***** Given entries

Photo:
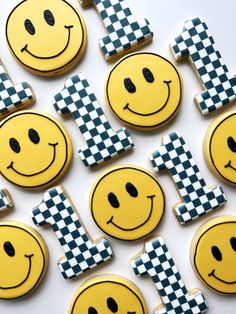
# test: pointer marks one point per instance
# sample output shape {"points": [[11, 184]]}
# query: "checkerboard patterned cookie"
{"points": [[125, 32], [5, 200], [156, 261], [81, 254], [13, 97], [175, 156], [78, 99], [196, 43]]}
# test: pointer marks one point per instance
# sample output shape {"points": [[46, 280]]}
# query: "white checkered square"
{"points": [[196, 43], [81, 254], [12, 96], [175, 156], [103, 143], [124, 31], [167, 279]]}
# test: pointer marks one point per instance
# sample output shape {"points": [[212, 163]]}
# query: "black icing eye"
{"points": [[112, 305], [216, 253], [33, 136], [113, 200], [49, 18], [29, 27], [233, 243], [148, 75], [129, 85], [131, 189], [14, 144], [9, 249], [92, 310], [231, 144]]}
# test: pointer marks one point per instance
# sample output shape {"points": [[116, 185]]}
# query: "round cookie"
{"points": [[127, 202], [24, 259], [47, 37], [108, 294], [35, 149], [144, 90], [220, 147], [213, 254]]}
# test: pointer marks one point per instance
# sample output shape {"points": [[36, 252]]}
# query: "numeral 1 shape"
{"points": [[198, 199], [156, 262], [81, 254], [196, 43], [13, 97], [78, 99], [124, 31]]}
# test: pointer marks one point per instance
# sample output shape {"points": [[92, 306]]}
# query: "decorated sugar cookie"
{"points": [[108, 294], [125, 32], [13, 96], [196, 44], [198, 199], [6, 201], [24, 259], [35, 149], [46, 37], [156, 262], [102, 143], [220, 147], [144, 90], [127, 202], [81, 252], [213, 254]]}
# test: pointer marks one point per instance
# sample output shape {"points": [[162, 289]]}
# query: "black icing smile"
{"points": [[151, 197], [25, 48], [224, 281], [154, 112], [229, 165], [11, 166], [27, 276]]}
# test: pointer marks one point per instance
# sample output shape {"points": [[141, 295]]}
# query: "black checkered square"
{"points": [[175, 156], [196, 42], [81, 254], [124, 30], [13, 96], [103, 143], [5, 200], [157, 262]]}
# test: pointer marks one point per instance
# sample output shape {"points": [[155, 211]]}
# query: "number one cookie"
{"points": [[5, 200], [125, 32], [196, 43], [12, 96], [157, 262], [81, 254], [175, 156], [78, 99]]}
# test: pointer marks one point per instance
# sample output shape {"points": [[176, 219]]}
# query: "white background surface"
{"points": [[167, 17]]}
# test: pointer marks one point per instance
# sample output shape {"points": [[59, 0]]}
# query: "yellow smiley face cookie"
{"points": [[24, 259], [220, 147], [144, 90], [35, 149], [127, 202], [106, 295], [214, 254], [47, 37]]}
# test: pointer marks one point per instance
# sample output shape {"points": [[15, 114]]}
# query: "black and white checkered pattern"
{"points": [[175, 156], [13, 96], [124, 30], [5, 200], [81, 254], [196, 42], [157, 262], [103, 143]]}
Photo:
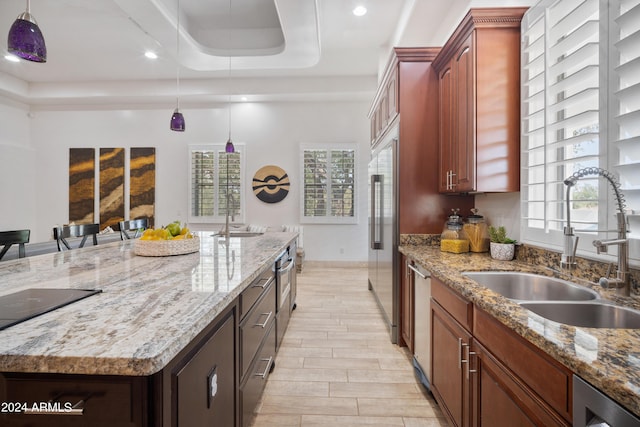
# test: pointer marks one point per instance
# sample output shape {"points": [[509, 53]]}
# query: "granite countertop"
{"points": [[150, 308], [607, 358]]}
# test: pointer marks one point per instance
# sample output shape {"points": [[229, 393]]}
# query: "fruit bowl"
{"points": [[166, 247]]}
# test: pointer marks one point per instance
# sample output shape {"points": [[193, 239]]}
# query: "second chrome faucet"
{"points": [[621, 282]]}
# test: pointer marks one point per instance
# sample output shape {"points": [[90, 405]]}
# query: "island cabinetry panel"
{"points": [[204, 388], [479, 81], [254, 382], [250, 295], [52, 400], [255, 326]]}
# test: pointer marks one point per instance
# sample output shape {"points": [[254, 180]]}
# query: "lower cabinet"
{"points": [[484, 374], [254, 382], [450, 369], [52, 400], [204, 385], [216, 380]]}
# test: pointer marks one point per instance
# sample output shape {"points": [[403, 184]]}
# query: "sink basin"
{"points": [[531, 287], [586, 314]]}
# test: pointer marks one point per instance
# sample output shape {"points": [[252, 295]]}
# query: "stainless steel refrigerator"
{"points": [[383, 229]]}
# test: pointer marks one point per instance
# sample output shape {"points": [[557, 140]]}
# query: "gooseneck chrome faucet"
{"points": [[621, 282]]}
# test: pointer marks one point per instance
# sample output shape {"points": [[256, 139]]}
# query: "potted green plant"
{"points": [[501, 247]]}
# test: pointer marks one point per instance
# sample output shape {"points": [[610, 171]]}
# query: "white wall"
{"points": [[272, 133], [17, 168]]}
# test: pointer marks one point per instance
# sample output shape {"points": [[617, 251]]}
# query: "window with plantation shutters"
{"points": [[216, 183], [329, 184], [579, 67], [624, 127]]}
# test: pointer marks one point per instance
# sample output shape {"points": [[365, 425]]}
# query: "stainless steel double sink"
{"points": [[557, 300]]}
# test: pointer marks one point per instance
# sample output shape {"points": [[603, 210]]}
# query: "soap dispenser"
{"points": [[454, 238]]}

**********

(Your objective):
Without the images, write out each line of the data verbatim.

(Complete answer):
Photo:
# test: pointer marks one point per instance
# sample output shape {"points": [[11, 184]]}
# query: "checkerboard patterned cookie"
{"points": [[125, 32], [5, 200], [156, 261], [81, 254], [13, 97], [175, 156], [78, 99], [196, 43]]}
# test: pointer marks one point per instance
# sample output shape {"points": [[46, 280]]}
# query: "white checkered square"
{"points": [[196, 43], [81, 254], [12, 96], [175, 156], [103, 143], [124, 31], [167, 279]]}
# test: pointer marks one point per instance
# sample output shape {"points": [[212, 163]]}
# query: "black icing eye"
{"points": [[112, 305], [216, 253], [33, 136], [113, 200], [49, 18], [29, 27], [233, 243], [148, 75], [129, 85], [131, 189], [14, 144], [9, 249], [92, 310], [231, 144]]}
# test: pointer marks one point per instance
# sample output shape {"points": [[116, 185]]}
# query: "round cookie"
{"points": [[127, 202], [24, 259], [47, 37], [108, 294], [35, 149], [144, 90], [220, 147], [213, 254]]}
# test: pointer marks one point per instance
# sample output shape {"points": [[36, 252]]}
# query: "numeral 1 shape"
{"points": [[198, 199], [156, 262], [81, 254], [196, 43], [13, 97], [78, 99], [124, 31]]}
# test: pointer marks one point per instance
# sample output shape {"points": [[92, 306]]}
# query: "decorated sugar cookie"
{"points": [[108, 294], [125, 32], [13, 96], [196, 44], [198, 199], [6, 201], [24, 259], [35, 149], [46, 37], [156, 262], [102, 143], [220, 147], [144, 90], [127, 202], [81, 252], [213, 254]]}
# test: pointer marks one point per instance
# sample output shape {"points": [[162, 289]]}
# query: "black icing smile"
{"points": [[151, 197], [25, 48], [224, 281], [154, 112], [229, 165], [11, 166], [27, 276]]}
# test: pointer marks one point per instance
# sample output shape {"points": [[141, 295]]}
# query: "black checkered square"
{"points": [[175, 156], [196, 42], [81, 254], [124, 30], [13, 96], [103, 143], [5, 200], [157, 262]]}
# test: pointer marks one point per instance
# sample output shape {"points": [[155, 211]]}
# query: "number one cookie"
{"points": [[5, 200], [125, 32], [196, 43], [12, 96], [157, 262], [81, 254], [175, 156], [78, 99]]}
# test: pointer marks one point per instance
# sample output shape {"points": [[176, 219]]}
# query: "white background surface"
{"points": [[167, 17]]}
# test: pointer marks one point per instance
# sample output shape {"points": [[59, 0]]}
# query: "yellow smiley face cookie"
{"points": [[24, 259], [220, 147], [144, 90], [35, 149], [127, 202], [106, 295], [214, 254], [47, 37]]}
# test: pointer marks one point per instance
# sample output shape {"points": [[15, 114]]}
# query: "black and white checkered pattern"
{"points": [[175, 156], [13, 96], [124, 30], [5, 200], [81, 254], [196, 42], [157, 262], [103, 143]]}
Photo:
# test: pointer marks one point per instance
# sample output shape {"points": [[509, 53]]}
# query: "granite countertop"
{"points": [[150, 308], [607, 358]]}
# test: pointer marks one point per instance
# sample output shape {"points": [[229, 393]]}
# query: "fruit bowl"
{"points": [[166, 247]]}
# test: pointer marks one point per instance
# sample output shape {"points": [[193, 239]]}
# query: "second chrome faucet"
{"points": [[621, 282]]}
# test: pointer marks one point per instance
# sample output shape {"points": [[90, 405]]}
# query: "island cabinetry panel"
{"points": [[204, 388], [479, 81], [254, 382], [250, 295], [52, 400], [255, 326]]}
# test: pointer marks one point per instance
# sample output shape {"points": [[254, 180]]}
# query: "lower cabinet"
{"points": [[484, 374], [254, 382], [450, 369], [52, 400], [204, 385], [216, 380]]}
# test: pointer marks one point per instance
# sample output shape {"points": [[403, 184]]}
# query: "sink basin"
{"points": [[531, 287], [586, 314]]}
# test: pointer marks one point per instance
# sample output shape {"points": [[252, 295]]}
# query: "stainless steel refrigerator"
{"points": [[383, 229]]}
# test: pointer marks one point per instance
# sample output shape {"points": [[557, 140]]}
# query: "gooseneck chrome faucet"
{"points": [[621, 282]]}
# test: pointer marks one point per instance
# sample output shape {"points": [[256, 139]]}
# query: "potted green plant"
{"points": [[501, 247]]}
# test: pointer marks one point per instance
# sample output shape {"points": [[610, 171]]}
# query: "white wall"
{"points": [[272, 133], [17, 168]]}
# test: pointer marks one point per instance
# sample output shape {"points": [[617, 251]]}
# query: "window with plantation shutters"
{"points": [[216, 183], [329, 184], [579, 67], [624, 127]]}
# test: pointer marks one point per instance
# sample output shape {"points": [[365, 425]]}
# query: "stainless steel double sink"
{"points": [[557, 300]]}
# test: pointer marks one point per instance
# sample output shape {"points": [[603, 210]]}
# query: "soap dispenser"
{"points": [[454, 238]]}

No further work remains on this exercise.